**EXERCISE DESCRIPTION**
Locate each line in the material below that contains the word "helmet", and copy every such line in full.

------

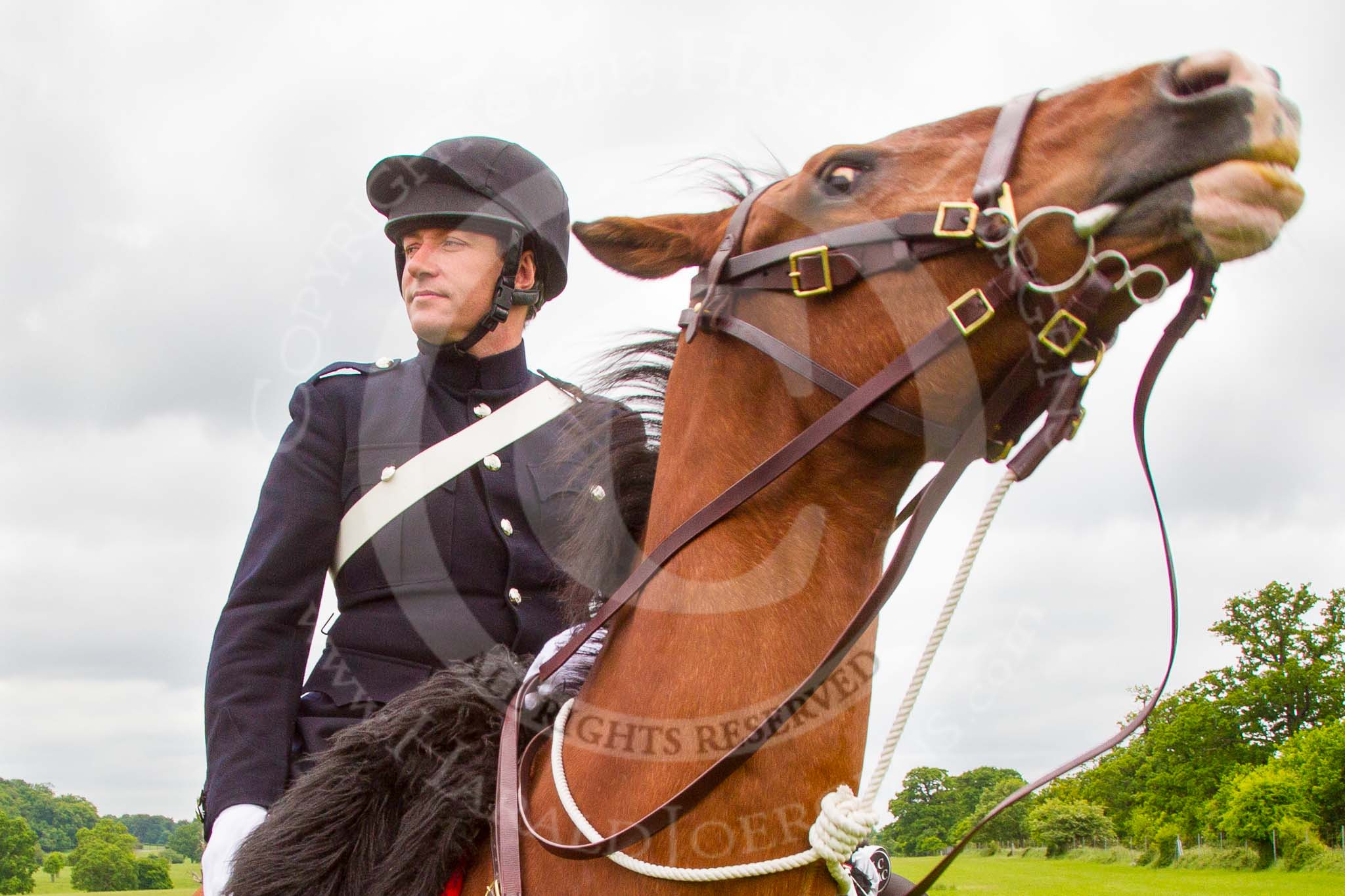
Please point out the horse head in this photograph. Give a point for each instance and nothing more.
(1161, 168)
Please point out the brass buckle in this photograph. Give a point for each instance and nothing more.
(1001, 450)
(821, 251)
(967, 330)
(1075, 423)
(1063, 350)
(969, 230)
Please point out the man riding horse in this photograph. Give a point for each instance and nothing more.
(444, 571)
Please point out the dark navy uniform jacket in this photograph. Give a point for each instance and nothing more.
(467, 567)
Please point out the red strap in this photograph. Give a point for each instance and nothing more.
(455, 883)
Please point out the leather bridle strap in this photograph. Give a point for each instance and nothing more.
(1193, 308)
(998, 293)
(1003, 148)
(950, 332)
(937, 435)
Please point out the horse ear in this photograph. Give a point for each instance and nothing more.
(654, 246)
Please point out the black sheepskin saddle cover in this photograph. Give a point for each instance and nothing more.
(399, 802)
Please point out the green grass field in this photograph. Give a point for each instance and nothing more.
(181, 878)
(998, 875)
(1042, 878)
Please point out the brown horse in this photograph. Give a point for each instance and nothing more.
(1196, 155)
(1199, 152)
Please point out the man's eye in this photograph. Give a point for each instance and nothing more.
(839, 181)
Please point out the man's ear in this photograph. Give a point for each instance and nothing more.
(654, 246)
(526, 276)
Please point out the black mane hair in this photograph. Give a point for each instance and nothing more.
(602, 540)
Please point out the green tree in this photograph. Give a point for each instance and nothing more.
(1059, 824)
(1317, 761)
(18, 855)
(53, 819)
(151, 830)
(935, 803)
(186, 839)
(1007, 826)
(1261, 798)
(54, 864)
(105, 857)
(1290, 672)
(152, 874)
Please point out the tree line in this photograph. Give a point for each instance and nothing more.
(1250, 756)
(42, 830)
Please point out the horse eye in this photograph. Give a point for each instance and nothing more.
(839, 181)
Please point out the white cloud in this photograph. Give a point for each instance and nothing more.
(185, 238)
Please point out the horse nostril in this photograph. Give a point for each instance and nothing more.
(1199, 74)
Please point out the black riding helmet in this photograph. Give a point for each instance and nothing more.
(489, 183)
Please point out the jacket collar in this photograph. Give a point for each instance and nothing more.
(462, 372)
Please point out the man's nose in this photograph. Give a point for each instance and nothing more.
(417, 263)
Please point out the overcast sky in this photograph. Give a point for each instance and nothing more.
(185, 237)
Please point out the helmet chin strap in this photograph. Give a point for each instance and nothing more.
(506, 296)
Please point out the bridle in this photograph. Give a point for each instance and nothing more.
(1040, 382)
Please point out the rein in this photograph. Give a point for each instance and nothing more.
(1042, 382)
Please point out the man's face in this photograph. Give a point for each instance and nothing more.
(449, 281)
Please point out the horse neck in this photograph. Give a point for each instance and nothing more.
(744, 613)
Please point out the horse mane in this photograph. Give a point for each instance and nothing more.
(603, 539)
(599, 547)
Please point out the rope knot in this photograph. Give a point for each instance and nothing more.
(841, 825)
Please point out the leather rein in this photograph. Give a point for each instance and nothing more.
(1042, 382)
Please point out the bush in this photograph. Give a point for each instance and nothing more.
(152, 874)
(187, 839)
(18, 855)
(1298, 843)
(1060, 824)
(1164, 845)
(931, 845)
(1231, 859)
(1328, 860)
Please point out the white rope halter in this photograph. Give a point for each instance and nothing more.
(845, 819)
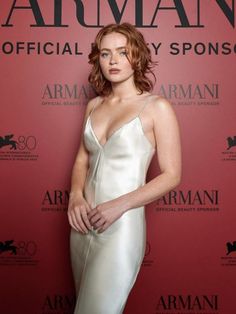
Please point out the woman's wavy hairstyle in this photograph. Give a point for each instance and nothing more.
(139, 57)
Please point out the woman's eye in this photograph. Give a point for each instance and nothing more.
(104, 54)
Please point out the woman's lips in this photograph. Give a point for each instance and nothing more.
(114, 71)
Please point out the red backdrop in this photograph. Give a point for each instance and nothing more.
(190, 260)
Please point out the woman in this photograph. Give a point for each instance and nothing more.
(123, 127)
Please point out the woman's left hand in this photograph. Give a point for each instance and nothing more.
(104, 214)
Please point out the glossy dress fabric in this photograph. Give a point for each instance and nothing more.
(105, 265)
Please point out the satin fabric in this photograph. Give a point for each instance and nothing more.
(105, 265)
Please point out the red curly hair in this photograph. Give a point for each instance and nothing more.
(139, 58)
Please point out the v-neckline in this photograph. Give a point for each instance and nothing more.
(113, 133)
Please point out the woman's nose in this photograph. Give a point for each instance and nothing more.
(113, 59)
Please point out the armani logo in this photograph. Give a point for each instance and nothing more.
(231, 142)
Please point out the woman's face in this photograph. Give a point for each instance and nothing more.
(113, 59)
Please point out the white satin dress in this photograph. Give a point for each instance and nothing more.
(105, 265)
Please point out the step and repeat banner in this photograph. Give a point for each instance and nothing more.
(190, 261)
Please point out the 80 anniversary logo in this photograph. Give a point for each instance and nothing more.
(21, 147)
(18, 253)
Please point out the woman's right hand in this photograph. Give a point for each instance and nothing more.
(78, 210)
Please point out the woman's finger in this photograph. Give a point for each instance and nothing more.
(72, 222)
(79, 221)
(104, 227)
(85, 217)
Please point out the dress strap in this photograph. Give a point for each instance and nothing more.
(94, 106)
(142, 108)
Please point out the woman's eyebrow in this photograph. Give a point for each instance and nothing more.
(119, 48)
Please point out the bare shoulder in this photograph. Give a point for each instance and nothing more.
(91, 103)
(159, 103)
(160, 107)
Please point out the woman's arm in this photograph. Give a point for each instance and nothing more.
(167, 138)
(78, 207)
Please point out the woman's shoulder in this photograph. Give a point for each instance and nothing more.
(158, 106)
(92, 103)
(158, 102)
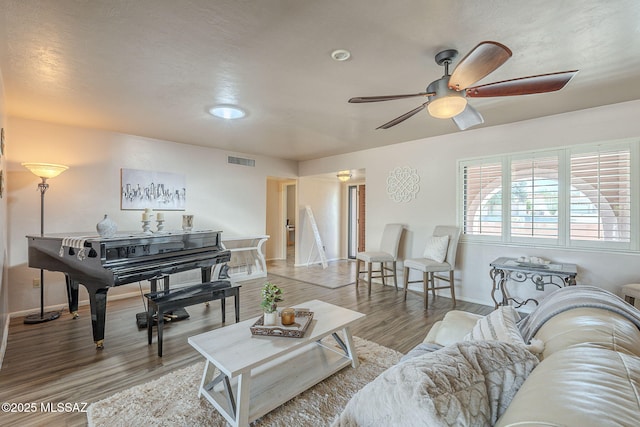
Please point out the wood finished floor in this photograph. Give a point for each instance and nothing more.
(58, 362)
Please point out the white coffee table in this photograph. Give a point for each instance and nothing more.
(247, 376)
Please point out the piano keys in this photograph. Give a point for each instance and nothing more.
(101, 263)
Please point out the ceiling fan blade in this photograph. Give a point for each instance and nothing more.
(524, 85)
(403, 117)
(468, 118)
(482, 60)
(361, 99)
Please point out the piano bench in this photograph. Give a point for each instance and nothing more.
(161, 302)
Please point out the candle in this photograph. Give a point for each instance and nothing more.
(288, 316)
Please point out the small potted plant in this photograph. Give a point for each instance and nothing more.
(271, 296)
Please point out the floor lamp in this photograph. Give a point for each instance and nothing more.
(43, 171)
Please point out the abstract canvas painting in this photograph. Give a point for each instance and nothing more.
(156, 190)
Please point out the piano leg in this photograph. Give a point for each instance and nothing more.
(206, 274)
(98, 302)
(72, 296)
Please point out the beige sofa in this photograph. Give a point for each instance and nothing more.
(586, 371)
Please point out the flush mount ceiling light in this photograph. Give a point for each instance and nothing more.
(340, 55)
(344, 176)
(228, 112)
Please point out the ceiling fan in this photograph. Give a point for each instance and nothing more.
(447, 96)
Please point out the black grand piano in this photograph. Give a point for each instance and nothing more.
(100, 263)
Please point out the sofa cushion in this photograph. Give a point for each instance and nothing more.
(579, 386)
(436, 248)
(464, 384)
(592, 327)
(452, 328)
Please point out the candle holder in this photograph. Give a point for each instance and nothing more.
(146, 227)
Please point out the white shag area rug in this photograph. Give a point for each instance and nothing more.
(173, 399)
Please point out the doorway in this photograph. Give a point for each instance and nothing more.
(355, 220)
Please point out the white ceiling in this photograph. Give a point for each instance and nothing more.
(154, 67)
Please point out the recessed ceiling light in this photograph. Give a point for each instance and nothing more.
(340, 55)
(229, 112)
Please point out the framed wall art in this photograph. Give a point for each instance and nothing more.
(142, 189)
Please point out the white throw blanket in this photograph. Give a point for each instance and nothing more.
(465, 384)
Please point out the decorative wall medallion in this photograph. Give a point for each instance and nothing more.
(402, 184)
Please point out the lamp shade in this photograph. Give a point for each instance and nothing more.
(45, 170)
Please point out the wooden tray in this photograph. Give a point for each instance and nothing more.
(303, 319)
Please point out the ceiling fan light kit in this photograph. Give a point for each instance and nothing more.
(446, 103)
(447, 96)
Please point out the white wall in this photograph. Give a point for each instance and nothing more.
(4, 291)
(435, 160)
(225, 197)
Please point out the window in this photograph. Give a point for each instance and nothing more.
(601, 196)
(482, 198)
(534, 197)
(573, 197)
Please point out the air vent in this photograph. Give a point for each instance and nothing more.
(241, 161)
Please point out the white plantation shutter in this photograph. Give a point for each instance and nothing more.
(482, 198)
(584, 196)
(600, 201)
(534, 196)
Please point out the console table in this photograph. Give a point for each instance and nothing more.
(540, 275)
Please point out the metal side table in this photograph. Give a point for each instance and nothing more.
(506, 269)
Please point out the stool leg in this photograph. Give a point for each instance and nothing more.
(406, 282)
(160, 324)
(150, 324)
(236, 301)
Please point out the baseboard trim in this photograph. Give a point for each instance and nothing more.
(5, 337)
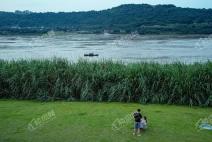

------

**WRITTEN SOLUTION**
Please point out the black riding helmet in this photograph. Give a point for each instance and nothing more.
Please point out the helmet chin strap in this photograph. Give a point for each instance and nothing more.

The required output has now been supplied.